→ DIRECTIONS
a) Translate this sentence from the essay on the Rule of Law and heads of state into Spanish: "The international “Rule of Law” will have been exposed as merely a thinly disguised “rule of the powerful” being carried out with great pomp on an international stage."
b) Write the next part of the essay on the Rule of Law and heads of state, picking up after its final sentence.

Bashir was indicted by the ICC, even though Sudan, like the U.S., is not a party to the Treaty of Rome which established the Court and granted jurisdiction over heads of state of ratifying nations.[20] Most U.S. allies have ratified the treaty, but shortly after taking office George Bush renounced Bill Clinton’s signature and never submitted the treaty for ratification.[21] But the Bashir case shows it is possible for the ICC to indict and potentially seek the arrest the heads of both parties to the treaty, and non-party states, too.

The ICC accepted the argument of the ICC Prosecutor, Luis Moreno-Ocampo, that the issue of the court’s jurisdiction over President Bashir should be argued before the Court, once Bashir is in custody and has appeared before the Court.[22]

In light of the Bashir precedent, the question is whether the leaders of powerful non-party nations will be treated the same as the heads of state of less-powerful non-party nations? If not, international criminal tribunals and theorists will have to face the anomaly that, presidents of non-party states that charged with crimes committed within their own territory can be held accountable to international justice, while presidents of non-party states that initiate wars of aggression and commit crimes on the territory of other states are treated with impunity.[23]

The international “Rule of Law” will have been exposed as merely a thinly disguised “rule of the powerful” being carried out with great pomp on an international stage.

The Bush Justice Department’s success in convicting the son of an alleged “criminal president” establishes clear precedent for prosecuting other citizens who are complicit in overseas acts of “torture”. The question for the Obama Justice Department will be whether Mr. Bush, Mr. Cheney, Mr. Addison, Mr. Tenet, Mr. Yoo, Mr. Bybee, and others who have complicit in violations of the Convention Against Torture and 18 USC 2430A [24], will be held criminally liable by the Obama Justice Department the same way Bush’s Justice Department has convicted the junior Mr. Taylor?

In the international arena, the question for the ICC Prosecutor and the Court, itself, is whether all non-party heads-of-state are equal before the law or not. If not, the Court will be seen as being no more just than the “victor’s justice” tribunals at Nuremberg and Tokyo.

The question for the 21st Century is whether the Rule of Law actually does apply with the same force to the powerful, as well as those the powerful choose to target. In that regards, it is necessary to recall the debt of gratitude we owe to the majority opinion in Bush v. Gore, which taught both conservatives and liberals, once-and-for, all that “law” is not necessary immune from other considerations.[25]

But if the Rule of Law does mean something different for ex-presidents and other citizens, or, for presidents of powerful and less-powerful nations, it might be preferable to put that reality clearly on the table for the people of the United States, and the world, to see. The conviction of “Chuckie” Taylor suggests that President Obama has a chance to demonstrate, by example, what the Rule of Law and “equality before the law,” means to the new administration – and to him.

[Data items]
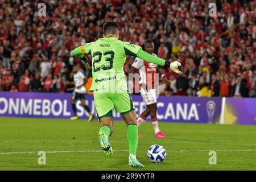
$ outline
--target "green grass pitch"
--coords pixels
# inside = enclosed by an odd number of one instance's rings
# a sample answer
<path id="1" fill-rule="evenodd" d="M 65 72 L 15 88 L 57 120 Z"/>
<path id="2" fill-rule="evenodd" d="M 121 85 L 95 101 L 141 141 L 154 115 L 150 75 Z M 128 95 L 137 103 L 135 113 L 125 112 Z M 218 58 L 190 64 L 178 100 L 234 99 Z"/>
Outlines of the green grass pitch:
<path id="1" fill-rule="evenodd" d="M 156 138 L 150 122 L 139 131 L 137 158 L 143 169 L 128 166 L 127 127 L 114 122 L 111 157 L 101 151 L 97 121 L 0 117 L 0 170 L 255 170 L 256 126 L 159 122 L 167 138 Z M 151 163 L 148 148 L 162 145 L 167 156 Z M 217 164 L 209 164 L 210 150 Z M 38 163 L 46 152 L 46 164 Z"/>

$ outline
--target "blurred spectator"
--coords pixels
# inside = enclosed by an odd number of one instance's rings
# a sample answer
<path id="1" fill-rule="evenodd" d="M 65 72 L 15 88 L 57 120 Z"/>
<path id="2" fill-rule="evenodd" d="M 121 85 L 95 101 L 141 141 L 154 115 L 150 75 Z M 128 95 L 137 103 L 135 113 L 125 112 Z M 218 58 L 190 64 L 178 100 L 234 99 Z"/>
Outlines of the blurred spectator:
<path id="1" fill-rule="evenodd" d="M 51 73 L 51 64 L 48 61 L 47 57 L 43 58 L 43 61 L 40 65 L 41 69 L 41 77 L 44 78 L 49 75 Z"/>
<path id="2" fill-rule="evenodd" d="M 32 92 L 41 92 L 42 86 L 41 86 L 42 80 L 40 78 L 40 75 L 39 72 L 37 72 L 35 75 L 35 77 L 32 80 L 31 83 L 31 90 Z"/>
<path id="3" fill-rule="evenodd" d="M 18 90 L 17 89 L 17 88 L 16 87 L 16 85 L 11 85 L 11 90 L 10 90 L 10 92 L 17 92 Z"/>
<path id="4" fill-rule="evenodd" d="M 19 82 L 19 92 L 28 92 L 30 82 L 30 78 L 28 77 L 22 76 Z"/>
<path id="5" fill-rule="evenodd" d="M 43 82 L 44 92 L 51 92 L 53 91 L 53 81 L 52 75 L 49 74 Z"/>
<path id="6" fill-rule="evenodd" d="M 210 90 L 212 91 L 212 96 L 214 97 L 220 96 L 220 81 L 216 75 L 212 75 L 212 83 L 210 85 Z"/>
<path id="7" fill-rule="evenodd" d="M 234 97 L 244 97 L 246 96 L 246 85 L 241 75 L 238 75 L 235 84 L 232 86 L 232 96 Z"/>
<path id="8" fill-rule="evenodd" d="M 48 79 L 52 82 L 47 90 L 72 92 L 72 67 L 79 62 L 74 59 L 72 49 L 101 38 L 102 24 L 109 20 L 119 24 L 122 40 L 142 46 L 146 39 L 152 39 L 159 56 L 181 60 L 185 75 L 179 76 L 160 68 L 168 82 L 171 77 L 176 80 L 177 94 L 196 96 L 206 83 L 210 85 L 212 96 L 218 96 L 220 92 L 221 96 L 230 96 L 236 90 L 235 85 L 241 88 L 240 78 L 236 78 L 241 74 L 241 84 L 245 84 L 246 91 L 239 93 L 242 97 L 255 96 L 254 1 L 218 1 L 215 18 L 208 16 L 207 1 L 110 2 L 61 0 L 55 1 L 53 5 L 46 1 L 44 3 L 49 7 L 47 16 L 38 17 L 36 1 L 2 1 L 0 90 L 9 91 L 12 85 L 18 88 L 21 77 L 27 74 L 26 70 L 28 69 L 30 90 L 43 91 Z M 127 56 L 124 68 L 126 75 L 133 61 L 133 58 Z M 85 74 L 91 77 L 91 68 Z M 49 75 L 52 77 L 49 80 Z M 216 79 L 211 79 L 213 75 Z M 228 79 L 220 79 L 218 86 L 218 79 L 226 77 L 225 75 Z M 41 89 L 39 82 L 43 83 Z"/>
<path id="9" fill-rule="evenodd" d="M 220 92 L 221 97 L 230 96 L 230 83 L 229 78 L 229 75 L 226 74 L 221 80 Z"/>
<path id="10" fill-rule="evenodd" d="M 10 90 L 14 80 L 14 76 L 11 75 L 11 70 L 10 69 L 6 69 L 6 73 L 2 77 L 3 90 Z"/>

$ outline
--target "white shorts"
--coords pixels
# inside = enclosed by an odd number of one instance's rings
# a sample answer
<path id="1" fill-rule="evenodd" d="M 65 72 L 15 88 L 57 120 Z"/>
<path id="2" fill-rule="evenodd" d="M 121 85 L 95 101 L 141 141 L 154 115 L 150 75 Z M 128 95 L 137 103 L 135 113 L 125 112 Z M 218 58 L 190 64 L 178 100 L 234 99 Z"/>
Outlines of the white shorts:
<path id="1" fill-rule="evenodd" d="M 144 89 L 142 89 L 140 92 L 146 105 L 156 103 L 156 99 L 158 97 L 157 89 L 154 89 L 145 90 Z"/>

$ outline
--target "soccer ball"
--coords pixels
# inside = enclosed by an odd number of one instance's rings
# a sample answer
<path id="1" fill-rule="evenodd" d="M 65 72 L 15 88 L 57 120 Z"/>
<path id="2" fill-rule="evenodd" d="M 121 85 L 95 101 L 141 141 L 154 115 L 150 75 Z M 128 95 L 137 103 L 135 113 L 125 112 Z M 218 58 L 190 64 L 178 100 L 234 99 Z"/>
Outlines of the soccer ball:
<path id="1" fill-rule="evenodd" d="M 164 147 L 158 144 L 153 144 L 149 147 L 147 153 L 147 158 L 152 163 L 162 163 L 166 156 Z"/>

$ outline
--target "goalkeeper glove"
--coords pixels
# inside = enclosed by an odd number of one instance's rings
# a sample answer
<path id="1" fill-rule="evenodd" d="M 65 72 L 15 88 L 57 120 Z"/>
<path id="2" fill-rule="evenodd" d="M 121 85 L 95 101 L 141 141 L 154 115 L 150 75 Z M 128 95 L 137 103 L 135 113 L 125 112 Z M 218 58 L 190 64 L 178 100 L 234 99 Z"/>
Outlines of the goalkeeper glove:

→ THE REPLIES
a) El «Estado de derecho» internacional habrá quedado al descubierto como nada más que un «gobierno de los poderosos» apenas disimulado, llevado a cabo con gran pompa en un escenario internacional.

b)
 

http://jurist.law.pitt.edu/forumy/2008/11/applying-rule-of-law-to-all-heads-of.php.

(c) 2008 Peter Erlinder.

Notes:

1. Almanzar, Yolanne, “Son of Ex-President of Liberia Is Convicted of Torture,” New York Times, October 31, 2008. [18 USC 2430A was enacted about six months before the Senate ratified the Convention Against Torture which, by definition, becomes part of domestic law pursuant to the Treaty Clause].

2. Joby Warrick, “CIA Tactics Endorsed in Secret Memos: Waterboarding Got White House Nod, Washington Post, October 15, 2008.

3. Id.

4. http://www.nytimes.com/2007/09/09/magazine/09rosen.html

5. Id.

6. Id.

7. According to the Washington Post article, A. John Radsan, the CIA general counsel’s office did not object to the substance of the “enhanced interrogation” program, and that “[t]he question was whether we had enough ‘top cover.’” (i.e. written White House approval)

8. Jack L. Goldsmith, The Terror Presidency (Norton, NY 2007)

9. Id.

10. Id.

11. Joby Warrick, “CIA Tactics Endorsed in Secret Memos: Waterboarding Got White House Nod,” Washington Post, October 15, 2008

12. Washington Post: A. John Radsan, a lawyer in the CIA general counsel’s office until 2004, remembers the discussion but did not personally review the memos the agency got in response to its concerns. “The question was whether we had enough ‘top cover,’” Radsan said.

13. Convicted Iran-Contra co-conspirators, Oliver North and Admiral John Poindexter and others were pardoned by President Reagan and continued to deny that Reagan was aware of the plot, after Reagan left office.

14. Tim Weiner, Legacy of Ashes: The History of the CIA (2007)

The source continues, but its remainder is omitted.